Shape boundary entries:
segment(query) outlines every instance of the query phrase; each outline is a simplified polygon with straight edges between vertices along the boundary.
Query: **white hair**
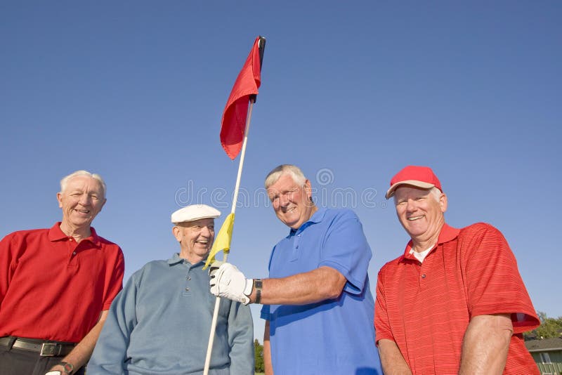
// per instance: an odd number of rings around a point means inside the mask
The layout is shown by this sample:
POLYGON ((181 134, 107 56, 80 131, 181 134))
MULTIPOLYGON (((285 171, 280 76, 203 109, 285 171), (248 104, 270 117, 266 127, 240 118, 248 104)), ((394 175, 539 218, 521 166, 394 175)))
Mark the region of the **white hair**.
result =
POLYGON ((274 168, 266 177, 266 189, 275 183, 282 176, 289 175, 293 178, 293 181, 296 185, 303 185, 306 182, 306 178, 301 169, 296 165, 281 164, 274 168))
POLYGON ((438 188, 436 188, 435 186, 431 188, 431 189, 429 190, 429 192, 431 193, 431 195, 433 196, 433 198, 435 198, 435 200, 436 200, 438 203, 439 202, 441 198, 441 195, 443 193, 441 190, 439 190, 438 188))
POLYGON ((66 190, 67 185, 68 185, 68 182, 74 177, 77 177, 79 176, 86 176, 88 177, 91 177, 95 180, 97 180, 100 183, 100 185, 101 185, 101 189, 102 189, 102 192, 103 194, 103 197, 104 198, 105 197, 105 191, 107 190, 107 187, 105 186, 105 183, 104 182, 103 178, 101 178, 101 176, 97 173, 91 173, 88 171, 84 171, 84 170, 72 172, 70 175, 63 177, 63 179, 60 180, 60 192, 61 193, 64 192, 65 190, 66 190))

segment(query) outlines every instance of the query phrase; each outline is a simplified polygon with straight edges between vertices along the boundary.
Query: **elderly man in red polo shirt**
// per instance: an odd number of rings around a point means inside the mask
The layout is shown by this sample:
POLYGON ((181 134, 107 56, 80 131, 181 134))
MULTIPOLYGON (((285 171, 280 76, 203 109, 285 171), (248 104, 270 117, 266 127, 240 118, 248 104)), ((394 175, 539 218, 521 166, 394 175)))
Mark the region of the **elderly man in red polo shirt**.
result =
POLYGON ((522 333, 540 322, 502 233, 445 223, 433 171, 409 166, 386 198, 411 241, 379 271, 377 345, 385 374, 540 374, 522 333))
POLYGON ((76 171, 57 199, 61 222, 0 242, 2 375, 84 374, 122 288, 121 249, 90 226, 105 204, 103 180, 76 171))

▶ _Goal of the exercise_: Recast every line of the items above as a JSON list of strings, one string per line, skipping blank lines and leaving out the pictures.

▶ _Correct response_:
[
  "segment(query) outlines every instance of the query phrase; each outline is a simplified polygon with straight edges between vertices along the boundary.",
  "Query: **white hair**",
  "// per instance: an odd number of rings around a point means inside the mask",
  "The layout is shown by this sample:",
  "POLYGON ((181 134, 107 56, 80 131, 181 134))",
  "MULTIPOLYGON (((285 171, 280 76, 203 109, 285 171), (248 104, 270 117, 266 127, 240 118, 248 104)), ((394 175, 539 218, 521 166, 394 175)))",
  "Mark the region of the **white hair**.",
  "result =",
  "POLYGON ((274 168, 266 177, 266 189, 275 183, 282 176, 289 175, 293 178, 293 181, 296 185, 303 185, 306 182, 306 178, 301 169, 296 165, 281 164, 274 168))",
  "POLYGON ((438 188, 436 188, 435 186, 431 188, 431 189, 429 190, 429 192, 431 193, 431 195, 433 196, 433 198, 435 198, 435 200, 436 200, 438 203, 439 202, 441 198, 441 195, 443 193, 441 190, 439 190, 438 188))",
  "POLYGON ((66 190, 67 185, 68 185, 68 182, 74 177, 77 177, 79 176, 86 176, 88 177, 91 177, 95 180, 97 180, 100 183, 100 185, 101 185, 101 189, 102 189, 102 192, 103 194, 103 197, 104 198, 105 197, 105 191, 107 190, 107 187, 105 186, 105 183, 104 182, 103 178, 101 178, 101 176, 97 173, 91 173, 88 171, 84 171, 84 170, 72 172, 70 175, 63 177, 63 179, 60 180, 60 192, 61 193, 64 192, 65 190, 66 190))",
  "segment(query) outlines every instance of the query phrase; each outline is a simplified polygon with straight edges between vertices along the boundary.",
  "Query: **elderly man in red polo shirt**",
  "// per instance: an odd number of rings around a point means inside the mask",
  "The layout is shown by this sample:",
  "POLYGON ((181 134, 107 56, 80 131, 181 134))",
  "MULTIPOLYGON (((285 171, 280 76, 203 109, 285 171), (248 104, 270 117, 266 127, 240 118, 248 104)), ((394 175, 539 218, 521 166, 394 175)))",
  "Mark the region of the **elderly man in red polo shirt**.",
  "result =",
  "POLYGON ((522 333, 540 322, 502 233, 445 223, 433 171, 409 166, 386 198, 411 241, 379 271, 377 345, 385 374, 540 374, 522 333))",
  "POLYGON ((76 171, 57 199, 61 222, 0 242, 2 375, 84 374, 122 288, 121 249, 90 226, 105 204, 103 180, 76 171))"
]